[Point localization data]
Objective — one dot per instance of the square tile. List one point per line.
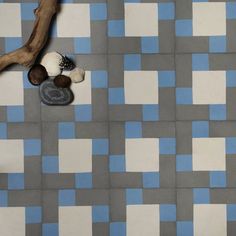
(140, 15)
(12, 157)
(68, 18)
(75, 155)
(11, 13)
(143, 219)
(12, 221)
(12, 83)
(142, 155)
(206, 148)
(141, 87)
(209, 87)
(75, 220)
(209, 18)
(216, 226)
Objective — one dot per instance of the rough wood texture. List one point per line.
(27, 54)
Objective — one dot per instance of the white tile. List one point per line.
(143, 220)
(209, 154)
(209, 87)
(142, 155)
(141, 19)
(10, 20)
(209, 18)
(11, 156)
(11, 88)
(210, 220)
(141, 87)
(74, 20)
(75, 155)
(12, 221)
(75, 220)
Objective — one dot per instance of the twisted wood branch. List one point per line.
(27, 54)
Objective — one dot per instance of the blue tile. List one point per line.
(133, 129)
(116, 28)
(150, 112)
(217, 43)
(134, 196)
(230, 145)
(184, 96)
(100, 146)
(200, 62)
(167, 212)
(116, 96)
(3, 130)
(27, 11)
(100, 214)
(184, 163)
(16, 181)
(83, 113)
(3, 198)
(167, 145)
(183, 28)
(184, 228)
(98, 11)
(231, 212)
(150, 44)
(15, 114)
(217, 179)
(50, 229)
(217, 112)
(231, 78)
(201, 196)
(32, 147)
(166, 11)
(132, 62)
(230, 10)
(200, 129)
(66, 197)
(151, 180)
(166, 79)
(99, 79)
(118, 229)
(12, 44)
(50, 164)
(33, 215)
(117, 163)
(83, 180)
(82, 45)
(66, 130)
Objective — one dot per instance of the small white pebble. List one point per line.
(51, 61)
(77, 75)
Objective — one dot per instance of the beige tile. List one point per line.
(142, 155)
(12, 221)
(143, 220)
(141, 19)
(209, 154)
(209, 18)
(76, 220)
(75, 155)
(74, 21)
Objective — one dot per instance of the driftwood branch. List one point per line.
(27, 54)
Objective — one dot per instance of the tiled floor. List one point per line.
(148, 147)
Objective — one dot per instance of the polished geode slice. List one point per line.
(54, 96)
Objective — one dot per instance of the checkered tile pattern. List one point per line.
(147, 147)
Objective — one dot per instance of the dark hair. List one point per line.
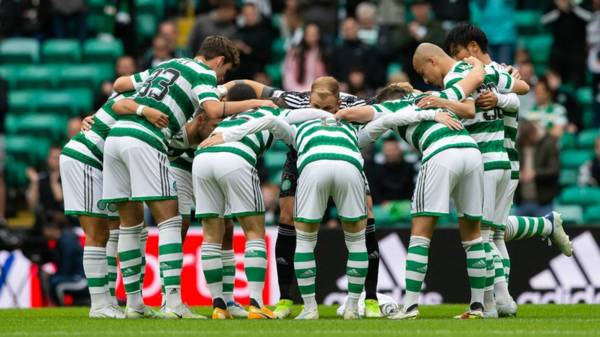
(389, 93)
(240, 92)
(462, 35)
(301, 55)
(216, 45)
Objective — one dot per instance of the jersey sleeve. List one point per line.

> **Your instructions**:
Repeat the records above exactly, omitting every picture.

> **Answer to this exercise**:
Objective — one dot per instance of the square tile. List one point per line.
(140, 15)
(12, 157)
(68, 18)
(75, 155)
(11, 13)
(143, 219)
(12, 221)
(12, 83)
(142, 155)
(206, 148)
(141, 87)
(209, 87)
(75, 220)
(209, 18)
(216, 226)
Objective — one dot per instance of the rough wood texture. List one point per line.
(27, 54)
Objective — one dot per instance of the white tile. List one point per line.
(143, 220)
(209, 154)
(209, 87)
(142, 155)
(141, 19)
(10, 20)
(209, 18)
(11, 156)
(11, 88)
(210, 220)
(141, 87)
(74, 20)
(75, 155)
(12, 221)
(75, 220)
Objective — one dot per instance of the twisted wood branch. List one point per line.
(27, 54)
Objective — one dot per instance of the blue tile. List one point per line.
(133, 129)
(116, 28)
(150, 112)
(217, 43)
(134, 196)
(230, 145)
(184, 96)
(100, 146)
(200, 62)
(167, 212)
(116, 96)
(3, 130)
(27, 11)
(100, 214)
(184, 163)
(16, 181)
(83, 113)
(3, 198)
(167, 145)
(183, 28)
(184, 228)
(98, 11)
(231, 212)
(150, 44)
(15, 114)
(217, 179)
(50, 229)
(217, 112)
(231, 78)
(201, 196)
(32, 147)
(166, 11)
(132, 62)
(230, 10)
(200, 129)
(66, 197)
(151, 180)
(166, 79)
(99, 79)
(118, 229)
(12, 44)
(50, 164)
(33, 215)
(117, 163)
(83, 180)
(82, 45)
(66, 130)
Objective — one dot per instance of the small white pebble. List one point per line.
(51, 61)
(77, 75)
Objective — one dot per instance of the beige tile. List one point per line.
(142, 155)
(12, 221)
(143, 220)
(141, 19)
(209, 154)
(209, 18)
(76, 220)
(75, 155)
(74, 21)
Objective — one dot per instance of the driftwood branch. List one point per line.
(27, 54)
Objective — one dot per instance of the tiled floor. List one point per line.
(148, 147)
Objective — one dot per instance of the polished geode slice. List one point per line.
(54, 96)
Objective — one dot per instance of the checkered tile pattern. List one point per line.
(147, 147)
Objective — one dot per instance of the dark hair. List one point per line.
(389, 93)
(240, 92)
(462, 35)
(301, 55)
(216, 45)
Objective — one dot per instance of the jersey sleeve. List one point per line.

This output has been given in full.